::: RECORDS PROVIDED :::
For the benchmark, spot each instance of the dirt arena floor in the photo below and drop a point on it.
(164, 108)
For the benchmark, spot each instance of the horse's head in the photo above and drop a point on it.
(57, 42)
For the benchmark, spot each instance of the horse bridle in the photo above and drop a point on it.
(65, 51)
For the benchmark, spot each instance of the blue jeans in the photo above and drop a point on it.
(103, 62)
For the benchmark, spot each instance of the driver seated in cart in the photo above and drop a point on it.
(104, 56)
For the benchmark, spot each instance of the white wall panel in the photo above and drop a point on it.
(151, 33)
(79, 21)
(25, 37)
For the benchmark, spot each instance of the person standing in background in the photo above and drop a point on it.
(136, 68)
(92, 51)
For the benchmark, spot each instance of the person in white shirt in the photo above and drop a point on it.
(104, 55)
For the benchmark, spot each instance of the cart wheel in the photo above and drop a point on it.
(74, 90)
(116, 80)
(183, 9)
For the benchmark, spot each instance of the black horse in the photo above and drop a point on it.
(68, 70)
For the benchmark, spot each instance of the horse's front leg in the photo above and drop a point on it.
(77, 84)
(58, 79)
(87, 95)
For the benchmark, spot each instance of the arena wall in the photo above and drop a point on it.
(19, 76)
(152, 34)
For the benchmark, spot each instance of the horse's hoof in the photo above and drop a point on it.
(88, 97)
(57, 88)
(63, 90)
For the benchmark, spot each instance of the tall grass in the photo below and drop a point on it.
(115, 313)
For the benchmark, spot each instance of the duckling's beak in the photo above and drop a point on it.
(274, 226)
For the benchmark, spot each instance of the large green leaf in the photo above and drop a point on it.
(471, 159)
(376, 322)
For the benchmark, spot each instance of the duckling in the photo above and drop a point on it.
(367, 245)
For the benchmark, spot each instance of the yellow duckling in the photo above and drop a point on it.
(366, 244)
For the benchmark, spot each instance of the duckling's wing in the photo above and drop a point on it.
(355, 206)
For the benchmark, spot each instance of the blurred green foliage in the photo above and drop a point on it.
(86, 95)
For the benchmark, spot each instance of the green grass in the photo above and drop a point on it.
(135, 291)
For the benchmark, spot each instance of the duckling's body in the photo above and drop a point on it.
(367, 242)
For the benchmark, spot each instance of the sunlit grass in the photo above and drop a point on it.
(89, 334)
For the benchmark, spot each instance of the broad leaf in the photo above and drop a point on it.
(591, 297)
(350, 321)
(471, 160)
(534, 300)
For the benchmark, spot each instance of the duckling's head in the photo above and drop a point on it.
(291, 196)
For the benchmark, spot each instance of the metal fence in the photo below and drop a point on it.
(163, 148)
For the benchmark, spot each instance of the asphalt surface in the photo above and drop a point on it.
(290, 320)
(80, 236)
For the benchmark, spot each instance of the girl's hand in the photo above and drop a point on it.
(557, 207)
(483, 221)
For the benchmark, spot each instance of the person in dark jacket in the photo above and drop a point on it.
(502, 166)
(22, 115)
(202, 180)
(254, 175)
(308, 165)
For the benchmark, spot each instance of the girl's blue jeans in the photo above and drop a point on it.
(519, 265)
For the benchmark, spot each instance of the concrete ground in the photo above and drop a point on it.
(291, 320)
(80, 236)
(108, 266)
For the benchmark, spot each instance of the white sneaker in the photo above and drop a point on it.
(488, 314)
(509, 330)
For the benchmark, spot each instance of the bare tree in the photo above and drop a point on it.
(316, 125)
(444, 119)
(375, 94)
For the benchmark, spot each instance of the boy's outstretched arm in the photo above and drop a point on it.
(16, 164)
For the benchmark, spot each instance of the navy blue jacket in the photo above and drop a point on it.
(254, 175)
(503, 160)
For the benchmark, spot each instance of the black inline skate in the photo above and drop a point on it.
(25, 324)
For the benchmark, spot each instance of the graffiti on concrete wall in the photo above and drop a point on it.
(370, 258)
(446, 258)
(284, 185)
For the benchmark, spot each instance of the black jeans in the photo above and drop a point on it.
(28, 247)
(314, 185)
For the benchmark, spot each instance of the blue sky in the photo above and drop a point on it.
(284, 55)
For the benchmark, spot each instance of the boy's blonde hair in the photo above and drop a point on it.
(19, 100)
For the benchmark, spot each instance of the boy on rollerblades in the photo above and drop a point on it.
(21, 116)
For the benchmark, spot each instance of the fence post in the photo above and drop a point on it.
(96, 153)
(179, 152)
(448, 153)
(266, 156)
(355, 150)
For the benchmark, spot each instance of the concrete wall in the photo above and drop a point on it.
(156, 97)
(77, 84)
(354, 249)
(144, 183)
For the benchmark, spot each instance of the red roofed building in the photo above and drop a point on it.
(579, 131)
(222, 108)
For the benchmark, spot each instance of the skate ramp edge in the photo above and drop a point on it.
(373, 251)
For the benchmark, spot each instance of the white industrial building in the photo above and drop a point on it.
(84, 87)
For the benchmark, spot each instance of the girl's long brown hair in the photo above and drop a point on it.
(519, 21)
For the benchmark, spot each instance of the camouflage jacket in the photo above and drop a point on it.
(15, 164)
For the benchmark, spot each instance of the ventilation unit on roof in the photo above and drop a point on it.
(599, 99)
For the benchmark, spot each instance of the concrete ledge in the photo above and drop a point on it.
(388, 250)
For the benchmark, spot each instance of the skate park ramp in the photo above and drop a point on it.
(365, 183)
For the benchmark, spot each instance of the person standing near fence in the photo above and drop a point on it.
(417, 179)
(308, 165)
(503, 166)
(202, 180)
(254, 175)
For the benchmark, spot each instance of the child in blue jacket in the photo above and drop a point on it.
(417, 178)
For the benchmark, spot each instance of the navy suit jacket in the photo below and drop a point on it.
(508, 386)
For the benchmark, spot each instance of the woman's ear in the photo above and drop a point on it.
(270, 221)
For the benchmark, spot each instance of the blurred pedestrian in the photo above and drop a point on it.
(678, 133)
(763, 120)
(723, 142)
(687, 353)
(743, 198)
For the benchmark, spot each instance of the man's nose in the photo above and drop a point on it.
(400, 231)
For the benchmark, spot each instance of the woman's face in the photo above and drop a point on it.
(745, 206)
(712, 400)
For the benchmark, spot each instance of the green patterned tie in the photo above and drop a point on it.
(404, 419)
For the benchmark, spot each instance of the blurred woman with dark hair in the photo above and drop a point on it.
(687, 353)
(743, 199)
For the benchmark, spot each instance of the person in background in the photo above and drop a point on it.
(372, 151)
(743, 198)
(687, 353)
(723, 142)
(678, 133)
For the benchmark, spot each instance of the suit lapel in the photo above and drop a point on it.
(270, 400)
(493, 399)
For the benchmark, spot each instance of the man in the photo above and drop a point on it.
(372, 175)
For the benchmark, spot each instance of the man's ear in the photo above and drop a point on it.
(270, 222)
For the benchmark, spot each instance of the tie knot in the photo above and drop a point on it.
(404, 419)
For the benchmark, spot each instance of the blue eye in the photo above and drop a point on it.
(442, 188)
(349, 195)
:::
::: RECORDS PROVIDED :::
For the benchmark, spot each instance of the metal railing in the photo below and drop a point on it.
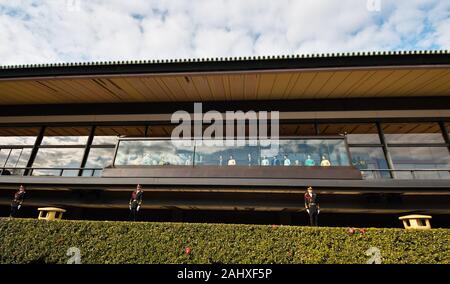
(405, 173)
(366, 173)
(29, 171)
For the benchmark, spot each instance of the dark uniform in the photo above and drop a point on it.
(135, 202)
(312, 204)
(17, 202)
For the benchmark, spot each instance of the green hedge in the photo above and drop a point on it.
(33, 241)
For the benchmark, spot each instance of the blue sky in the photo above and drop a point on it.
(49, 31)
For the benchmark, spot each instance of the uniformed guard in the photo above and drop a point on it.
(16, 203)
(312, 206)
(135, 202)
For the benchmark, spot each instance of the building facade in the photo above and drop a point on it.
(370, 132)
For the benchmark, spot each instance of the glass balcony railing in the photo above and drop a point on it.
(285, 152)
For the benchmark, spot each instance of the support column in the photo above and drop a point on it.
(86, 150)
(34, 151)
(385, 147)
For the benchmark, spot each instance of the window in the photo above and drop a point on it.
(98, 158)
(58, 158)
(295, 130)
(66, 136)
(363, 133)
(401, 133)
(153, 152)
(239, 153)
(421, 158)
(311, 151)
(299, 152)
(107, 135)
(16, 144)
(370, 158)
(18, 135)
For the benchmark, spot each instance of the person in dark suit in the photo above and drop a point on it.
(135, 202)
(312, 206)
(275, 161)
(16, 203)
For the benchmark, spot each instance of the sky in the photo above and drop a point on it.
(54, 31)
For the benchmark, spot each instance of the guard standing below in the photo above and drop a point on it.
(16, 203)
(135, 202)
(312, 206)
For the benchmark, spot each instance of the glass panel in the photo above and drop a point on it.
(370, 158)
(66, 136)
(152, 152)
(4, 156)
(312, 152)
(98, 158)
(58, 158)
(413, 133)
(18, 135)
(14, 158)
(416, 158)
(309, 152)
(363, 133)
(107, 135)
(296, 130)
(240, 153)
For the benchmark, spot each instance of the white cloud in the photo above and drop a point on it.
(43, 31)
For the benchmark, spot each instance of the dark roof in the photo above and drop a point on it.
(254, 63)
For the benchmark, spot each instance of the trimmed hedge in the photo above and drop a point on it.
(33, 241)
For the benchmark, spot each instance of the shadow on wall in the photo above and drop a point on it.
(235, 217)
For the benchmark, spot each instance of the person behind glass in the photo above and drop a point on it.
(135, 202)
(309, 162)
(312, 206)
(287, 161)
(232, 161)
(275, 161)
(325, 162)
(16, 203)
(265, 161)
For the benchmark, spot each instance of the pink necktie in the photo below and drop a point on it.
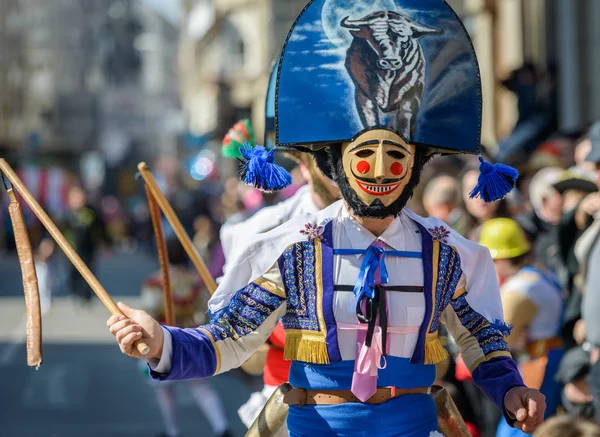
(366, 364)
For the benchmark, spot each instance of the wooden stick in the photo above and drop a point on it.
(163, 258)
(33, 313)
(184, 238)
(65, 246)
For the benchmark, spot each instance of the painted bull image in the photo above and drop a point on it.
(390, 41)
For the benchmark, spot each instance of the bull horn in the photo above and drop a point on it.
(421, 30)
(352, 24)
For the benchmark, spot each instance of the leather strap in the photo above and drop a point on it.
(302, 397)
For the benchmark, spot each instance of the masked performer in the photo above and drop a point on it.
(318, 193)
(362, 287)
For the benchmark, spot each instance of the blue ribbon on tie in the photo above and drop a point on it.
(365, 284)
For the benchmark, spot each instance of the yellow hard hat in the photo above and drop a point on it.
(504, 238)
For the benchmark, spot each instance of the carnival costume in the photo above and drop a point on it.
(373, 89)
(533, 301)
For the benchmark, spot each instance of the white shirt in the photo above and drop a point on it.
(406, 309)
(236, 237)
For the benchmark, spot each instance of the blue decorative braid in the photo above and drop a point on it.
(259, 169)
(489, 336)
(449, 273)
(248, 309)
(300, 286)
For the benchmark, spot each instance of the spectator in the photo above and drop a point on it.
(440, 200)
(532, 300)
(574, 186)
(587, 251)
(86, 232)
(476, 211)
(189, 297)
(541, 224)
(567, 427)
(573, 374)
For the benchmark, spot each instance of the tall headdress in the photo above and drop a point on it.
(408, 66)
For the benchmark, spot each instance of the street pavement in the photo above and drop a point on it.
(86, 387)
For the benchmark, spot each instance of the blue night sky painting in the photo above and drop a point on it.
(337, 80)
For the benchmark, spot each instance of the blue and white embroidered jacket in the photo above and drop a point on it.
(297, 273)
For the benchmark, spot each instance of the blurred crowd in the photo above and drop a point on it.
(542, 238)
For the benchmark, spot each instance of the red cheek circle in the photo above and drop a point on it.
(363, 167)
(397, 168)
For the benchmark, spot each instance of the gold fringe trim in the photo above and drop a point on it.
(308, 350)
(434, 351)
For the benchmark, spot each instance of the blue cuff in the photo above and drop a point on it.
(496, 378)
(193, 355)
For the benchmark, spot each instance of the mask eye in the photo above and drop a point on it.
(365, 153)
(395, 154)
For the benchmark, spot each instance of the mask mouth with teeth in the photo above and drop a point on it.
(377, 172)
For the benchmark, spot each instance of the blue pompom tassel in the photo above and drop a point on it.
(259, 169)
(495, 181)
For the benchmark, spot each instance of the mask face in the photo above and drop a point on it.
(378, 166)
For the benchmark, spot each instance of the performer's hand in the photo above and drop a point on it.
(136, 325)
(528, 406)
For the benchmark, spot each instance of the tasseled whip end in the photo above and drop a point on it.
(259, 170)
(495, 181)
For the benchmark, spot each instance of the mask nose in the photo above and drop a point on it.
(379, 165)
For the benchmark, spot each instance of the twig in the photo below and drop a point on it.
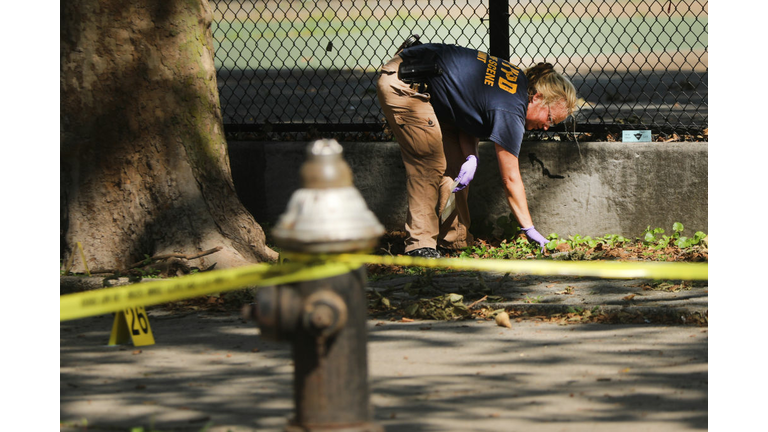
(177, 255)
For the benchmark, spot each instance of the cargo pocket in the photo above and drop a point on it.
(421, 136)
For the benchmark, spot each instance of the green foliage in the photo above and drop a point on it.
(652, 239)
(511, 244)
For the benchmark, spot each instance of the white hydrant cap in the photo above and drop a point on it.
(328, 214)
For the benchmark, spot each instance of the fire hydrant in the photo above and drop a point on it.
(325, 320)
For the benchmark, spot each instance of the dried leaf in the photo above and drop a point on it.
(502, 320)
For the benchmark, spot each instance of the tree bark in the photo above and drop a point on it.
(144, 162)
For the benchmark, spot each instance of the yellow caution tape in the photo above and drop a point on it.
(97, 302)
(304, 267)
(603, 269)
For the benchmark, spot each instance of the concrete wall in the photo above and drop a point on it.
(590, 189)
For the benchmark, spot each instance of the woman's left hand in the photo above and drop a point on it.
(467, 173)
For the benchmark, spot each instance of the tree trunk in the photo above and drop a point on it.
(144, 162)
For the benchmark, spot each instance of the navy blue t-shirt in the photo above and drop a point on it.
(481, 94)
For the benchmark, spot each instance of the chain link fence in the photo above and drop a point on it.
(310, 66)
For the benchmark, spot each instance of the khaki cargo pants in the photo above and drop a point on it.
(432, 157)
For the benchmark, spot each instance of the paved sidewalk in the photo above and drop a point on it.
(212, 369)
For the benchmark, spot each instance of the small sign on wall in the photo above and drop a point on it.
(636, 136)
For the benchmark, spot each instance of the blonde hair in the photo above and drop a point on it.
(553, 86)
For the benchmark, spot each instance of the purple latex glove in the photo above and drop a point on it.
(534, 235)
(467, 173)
:::
::: RECORDS PROVIDED :::
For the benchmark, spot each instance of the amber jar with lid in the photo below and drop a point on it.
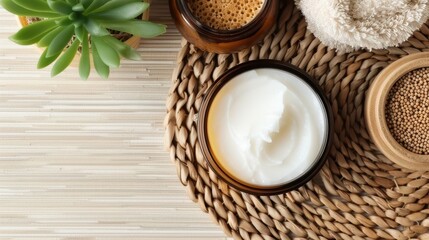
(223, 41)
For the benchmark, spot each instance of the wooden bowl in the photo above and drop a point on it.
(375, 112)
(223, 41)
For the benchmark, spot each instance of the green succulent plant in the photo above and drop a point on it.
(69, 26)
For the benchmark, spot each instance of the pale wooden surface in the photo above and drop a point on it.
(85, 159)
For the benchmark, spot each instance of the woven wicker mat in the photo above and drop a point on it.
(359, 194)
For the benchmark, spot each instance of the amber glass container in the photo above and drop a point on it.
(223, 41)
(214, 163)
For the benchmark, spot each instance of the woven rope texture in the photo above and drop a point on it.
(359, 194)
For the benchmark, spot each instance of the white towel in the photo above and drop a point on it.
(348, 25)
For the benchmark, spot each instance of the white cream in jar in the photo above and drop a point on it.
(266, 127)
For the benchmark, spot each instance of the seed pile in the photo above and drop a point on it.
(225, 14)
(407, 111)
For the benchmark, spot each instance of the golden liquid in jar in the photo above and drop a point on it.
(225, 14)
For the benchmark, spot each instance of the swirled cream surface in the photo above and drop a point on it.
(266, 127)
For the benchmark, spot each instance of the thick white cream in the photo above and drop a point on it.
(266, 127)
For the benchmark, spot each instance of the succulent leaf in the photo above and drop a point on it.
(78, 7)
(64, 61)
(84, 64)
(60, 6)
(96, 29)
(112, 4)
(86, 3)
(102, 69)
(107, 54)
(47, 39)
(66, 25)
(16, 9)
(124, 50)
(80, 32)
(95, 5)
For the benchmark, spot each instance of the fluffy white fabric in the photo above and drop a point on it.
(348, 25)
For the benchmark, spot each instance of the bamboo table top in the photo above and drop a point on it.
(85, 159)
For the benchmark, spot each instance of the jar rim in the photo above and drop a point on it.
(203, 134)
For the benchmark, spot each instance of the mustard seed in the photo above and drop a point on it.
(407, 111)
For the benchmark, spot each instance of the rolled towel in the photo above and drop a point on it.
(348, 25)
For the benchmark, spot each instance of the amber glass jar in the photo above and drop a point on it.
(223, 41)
:::
SHORT PROBLEM →
Select every line of the records above that holds the word "arena" and copy each one out.

TASK OUTPUT →
For the benchmark, spot each instance of the dirt arena floor in the photo below and drop a point on it.
For the benchmark, spot each instance of the arena wall in the photo above and drop a point on it.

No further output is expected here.